**DOCUMENT EXTRACT**
Will the bank’s payouts after a phishing scam set a precedent?

Photo: Reuters

Singapore bank OCBC has agreed to reimburse S$8.5 million ($6.3 million) to 469 customers who fell for an SMS phishing scam in December.

It is a generous move, but perhaps a surprising one; scammers impersonating banks are rife in Singapore – though the scammers themselves are generally overseas – and it is not a bank’s fault if a customer is duped.

Now the industry is trying to work out if a precedent has been set.

The scam was nothing special: an SMS message claiming a customer had an issue with their bank account and providing a link to resolve the problem. If clicked, the customer would then be asked for their bank login details.

Long-term, paying out every time a customer clicks on a bogus link seems unsustainable

“The payouts to this group of customers are made on goodwill basis after thorough verification, taking into account the circumstances of each case,” OCBC said in a statement on January 17.

DBS and UOB customers are routinely targeted by similar scams. We approached both banks for their views.

DBS said: “When a customer falls prey to a scam, we have dedicated resources in place to act swiftly and assist them. Every scam is different and needs to be investigated to determine the facts. We do make goodwill offers”, taking into account the scam and the circumstances.

**PROBLEMS TO WORK ON**
1 – List every bank named in the article on the OCBC phishing scam payouts.
2 – Continue the article on the OCBC phishing scam payouts from its final sentence.
The records that come after this article are separate material and have no connection to it.

**PROVIDED DATA**
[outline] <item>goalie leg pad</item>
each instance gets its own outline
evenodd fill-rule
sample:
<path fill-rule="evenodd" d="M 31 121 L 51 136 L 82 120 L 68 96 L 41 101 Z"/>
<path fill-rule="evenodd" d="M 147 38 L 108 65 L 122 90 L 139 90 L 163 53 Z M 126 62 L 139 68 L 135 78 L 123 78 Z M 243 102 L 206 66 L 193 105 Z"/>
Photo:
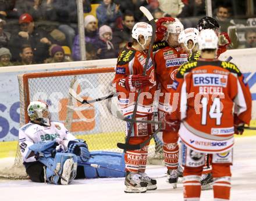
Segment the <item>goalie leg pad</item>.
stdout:
<path fill-rule="evenodd" d="M 49 183 L 67 185 L 76 177 L 77 158 L 74 154 L 57 153 L 54 159 L 42 157 L 39 161 L 47 167 L 45 176 Z"/>
<path fill-rule="evenodd" d="M 91 158 L 86 163 L 78 158 L 78 164 L 79 166 L 83 166 L 86 178 L 123 177 L 125 176 L 123 153 L 107 151 L 94 151 L 90 153 Z M 97 164 L 99 166 L 99 167 L 91 167 L 90 164 Z M 108 167 L 108 169 L 104 167 Z"/>

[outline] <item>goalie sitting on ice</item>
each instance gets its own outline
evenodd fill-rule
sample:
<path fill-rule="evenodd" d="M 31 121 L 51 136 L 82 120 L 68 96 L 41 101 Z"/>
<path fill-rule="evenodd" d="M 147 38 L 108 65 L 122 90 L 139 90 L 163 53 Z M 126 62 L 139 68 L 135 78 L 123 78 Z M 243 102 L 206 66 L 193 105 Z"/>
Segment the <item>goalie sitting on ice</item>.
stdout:
<path fill-rule="evenodd" d="M 33 181 L 68 184 L 76 176 L 77 155 L 83 162 L 90 158 L 87 144 L 76 139 L 62 123 L 50 121 L 44 103 L 31 102 L 27 113 L 30 122 L 19 131 L 27 174 Z"/>

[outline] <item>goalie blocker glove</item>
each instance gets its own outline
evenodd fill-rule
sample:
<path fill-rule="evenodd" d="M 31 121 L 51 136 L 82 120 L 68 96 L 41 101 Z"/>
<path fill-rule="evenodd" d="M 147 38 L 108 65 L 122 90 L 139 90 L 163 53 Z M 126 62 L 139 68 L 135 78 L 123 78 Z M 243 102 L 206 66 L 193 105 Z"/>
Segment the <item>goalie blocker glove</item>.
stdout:
<path fill-rule="evenodd" d="M 147 75 L 130 75 L 125 79 L 125 87 L 127 90 L 135 92 L 146 86 L 152 86 L 154 83 L 151 82 L 151 78 Z"/>
<path fill-rule="evenodd" d="M 83 162 L 87 162 L 90 158 L 90 152 L 86 142 L 81 139 L 70 141 L 68 147 L 68 153 L 72 153 L 80 157 Z"/>

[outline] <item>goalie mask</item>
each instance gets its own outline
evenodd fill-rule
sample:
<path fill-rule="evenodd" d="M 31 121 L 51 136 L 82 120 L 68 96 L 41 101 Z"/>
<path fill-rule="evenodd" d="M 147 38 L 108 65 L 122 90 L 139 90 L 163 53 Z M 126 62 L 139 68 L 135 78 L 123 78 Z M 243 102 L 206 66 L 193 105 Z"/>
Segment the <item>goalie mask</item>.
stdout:
<path fill-rule="evenodd" d="M 200 32 L 198 37 L 198 45 L 200 50 L 204 49 L 218 49 L 218 38 L 212 30 L 204 30 Z"/>
<path fill-rule="evenodd" d="M 198 43 L 198 39 L 199 36 L 199 31 L 195 28 L 188 28 L 182 31 L 179 35 L 178 41 L 179 43 L 183 43 L 187 50 L 191 51 L 195 44 Z M 189 41 L 193 42 L 193 46 L 191 48 L 189 48 L 187 43 Z"/>
<path fill-rule="evenodd" d="M 27 107 L 27 115 L 31 121 L 38 121 L 45 126 L 51 125 L 51 114 L 48 105 L 42 102 L 31 102 Z"/>
<path fill-rule="evenodd" d="M 141 46 L 143 49 L 145 47 L 144 45 L 147 43 L 147 41 L 148 40 L 149 38 L 152 36 L 153 33 L 153 30 L 152 29 L 152 26 L 146 23 L 140 22 L 135 24 L 131 31 L 131 37 L 135 39 L 137 42 Z M 140 35 L 142 35 L 144 36 L 145 42 L 144 44 L 141 44 L 139 40 Z"/>

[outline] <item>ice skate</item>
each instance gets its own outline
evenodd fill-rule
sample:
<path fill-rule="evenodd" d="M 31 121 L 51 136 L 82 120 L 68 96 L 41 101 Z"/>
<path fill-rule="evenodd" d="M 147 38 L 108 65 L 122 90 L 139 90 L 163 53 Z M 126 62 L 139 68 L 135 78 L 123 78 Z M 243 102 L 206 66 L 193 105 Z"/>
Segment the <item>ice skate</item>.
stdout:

**ANSWER SET**
1 – OCBC, DBS, UOB

2 –
And UOB said: “In the event of UOB customers falling victim to scams, we will proactively review the case and will work with each of them on a case-by-case basis. We have been and will continue to be flexible in dealing with scam cases and may make goodwill offers”, depending on circumstances.


Long-term, paying out every time a customer clicks on a bogus link seems unsustainable, and OCBC’s largesse, just before the Chinese New Year holidays, is an act of benevolence that might not be universally applied.

Also in January, the Monetary Authority of Singapore (MAS) and the Association of Banks in Singapore (ABS) announced new measures to improve the security of digital banking services, including the removal of clickable links in SMSs sent to customers.

The MAS is conducting a review of fraud-surveillance mechanisms at the banks and deciding how to apportion liability in fraudulent online transactions. All three banks say they are working with the regulator to establish an answer to a vexing question: where do bank responsibilities lie towards hoodwinked customers?